[[ EXTRACTED TEXT, beginning ]]
Hey Out There: In Remembrance and Appreciation of Pat Conroy

In a deeply felt blow to the American contemporary canon, one of the champion authors of 20th-century Southern literature has passed away. Pat Conroy, author of the seminal THE PRINCE OF TIDES and THE GREAT SANTINI, was recently diagnosed with pancreatic cancer. Early Saturday morning, his Facebook page notified us that he “left this world Friday, March 4, 2016...surrounded by his family and friends in his Beaufort home overlooking the marshes he so loved.”

Conroy’s writing indulges in his profound affection for his adoptive homeland, the southern landscape and the fraught magic of the Low Country. His language sprawls, sensory and immersive, as do the intricate plots of his novels. Conroy’s childhood and early life were complicated by his transient military brat upbringing. He attended 11 schools before he was 15, thus his affinity for Beaufort, South Carolina, succeeded a youth entangled with unbelonging, rendering his relationship with the landscape all the more profound. Conroy’s father, a US Marine Corps pilot, also had a history of physical and emotional abuse towards his children. Conroy translated the pain of his young adulthood into works of fiction that have been lauded for their raw emotionality and verbose intensity, masterful literary feats that will long be remembered.
[[ EXTRACTED TEXT, end ]]
> _TASKS TO COMPLETE_:
1. List every number that the tribute to Pat Conroy writes in digits.
2. Carry the tribute to Pat Conroy further, picking up after its last sentence.
[[ LISTED RECORDS, beginning ]]
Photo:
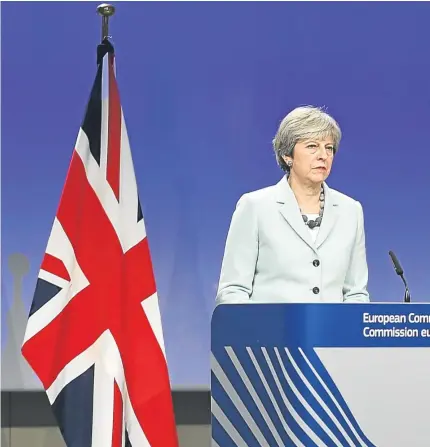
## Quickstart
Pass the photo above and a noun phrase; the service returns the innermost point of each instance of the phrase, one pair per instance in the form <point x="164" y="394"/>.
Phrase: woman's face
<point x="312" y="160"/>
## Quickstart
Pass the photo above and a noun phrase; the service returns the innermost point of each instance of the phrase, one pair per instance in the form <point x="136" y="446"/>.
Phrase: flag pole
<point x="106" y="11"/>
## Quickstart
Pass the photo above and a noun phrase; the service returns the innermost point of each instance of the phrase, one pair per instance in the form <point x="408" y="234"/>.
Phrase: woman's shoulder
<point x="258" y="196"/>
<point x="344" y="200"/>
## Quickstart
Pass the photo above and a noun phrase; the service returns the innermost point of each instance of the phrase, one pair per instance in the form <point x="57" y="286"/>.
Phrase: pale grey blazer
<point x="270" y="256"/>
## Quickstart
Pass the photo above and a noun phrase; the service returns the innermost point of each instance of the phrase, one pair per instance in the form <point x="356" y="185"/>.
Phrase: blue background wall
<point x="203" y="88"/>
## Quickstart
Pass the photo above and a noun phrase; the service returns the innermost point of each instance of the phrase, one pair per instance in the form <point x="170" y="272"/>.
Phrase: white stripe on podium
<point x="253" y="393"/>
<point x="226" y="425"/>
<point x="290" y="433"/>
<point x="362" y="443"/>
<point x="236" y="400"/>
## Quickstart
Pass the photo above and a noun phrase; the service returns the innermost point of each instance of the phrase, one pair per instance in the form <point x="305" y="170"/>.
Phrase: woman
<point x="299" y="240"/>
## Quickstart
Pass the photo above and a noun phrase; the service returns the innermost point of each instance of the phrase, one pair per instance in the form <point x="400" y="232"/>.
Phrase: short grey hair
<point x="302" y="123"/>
[[ LISTED RECORDS, end ]]
[[ LISTED RECORDS, beginning ]]
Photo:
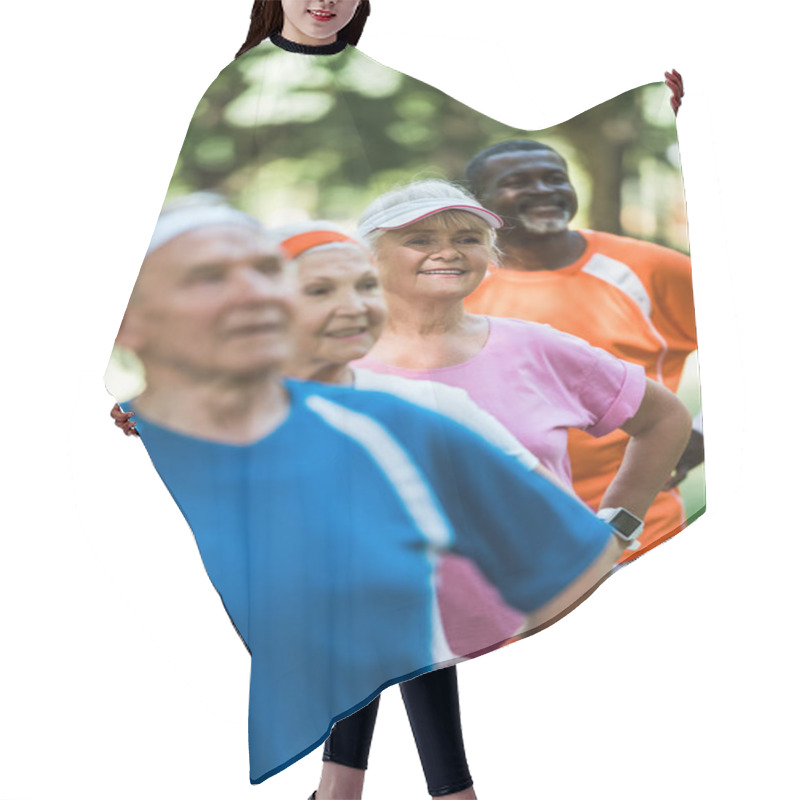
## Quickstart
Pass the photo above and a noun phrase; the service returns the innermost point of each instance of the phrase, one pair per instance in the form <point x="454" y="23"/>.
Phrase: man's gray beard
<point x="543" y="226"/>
[[ LISTED RECORDS, end ]]
> _RESULTS IN ORDER_:
1. 20th (in "20th-century"), 4 (in "March 4"), 2016, 11, 15

2.
He was outspoken about the complexities of military life and the lives of military families. During his years as a teacher in the ’60s and ’70s, he advocated for the rights of underprivileged students, and challenged institutionalized racism and the academic structures of corporal punishment.

Conroy’s Facebook page (he opened almost every post with "Hey out there") and website guestbook brim with the grief and respects of his many admirers. Jade Caldwell writes, in a fitting tribute: “Surely the Low Country skies must have wept Friday at the tremendous loss of this poet, this sculptor of words, this architect of language. You offered the world a remarkable gift as you chronicled your own exploration of familial devastation and your journey towards repair, towards rebuilding.... Pat, you have given me a multitude of reminders of the ways that nature offers us a healing balm. I am forever grateful to the universe for the gift of your soul.”

Other beloved writers also took to social media to publicly celebrate his name and mourn his loss, including Patricia Cornwell and Sarah Dessen.

The Southern Independent Booksellers Alliance (SIBA) is paying tribute by renaming the SIBA Book Awards. This has been in the works since Conroy turned 70 last October, and beginning this year, the awards will now be known as the Pat Conroy Prize. At least for 2016, all categories will bear the name of a Conroy book: “The Great Santini Fiction Prize,” “The Water is Wide History and Life Stories Prize,” “The Prince of Tides Literary Prize,” “The Pat Conroy Cookbook Prize,” etc. Conroy himself won the SIBA Book of the Year Award in 2003.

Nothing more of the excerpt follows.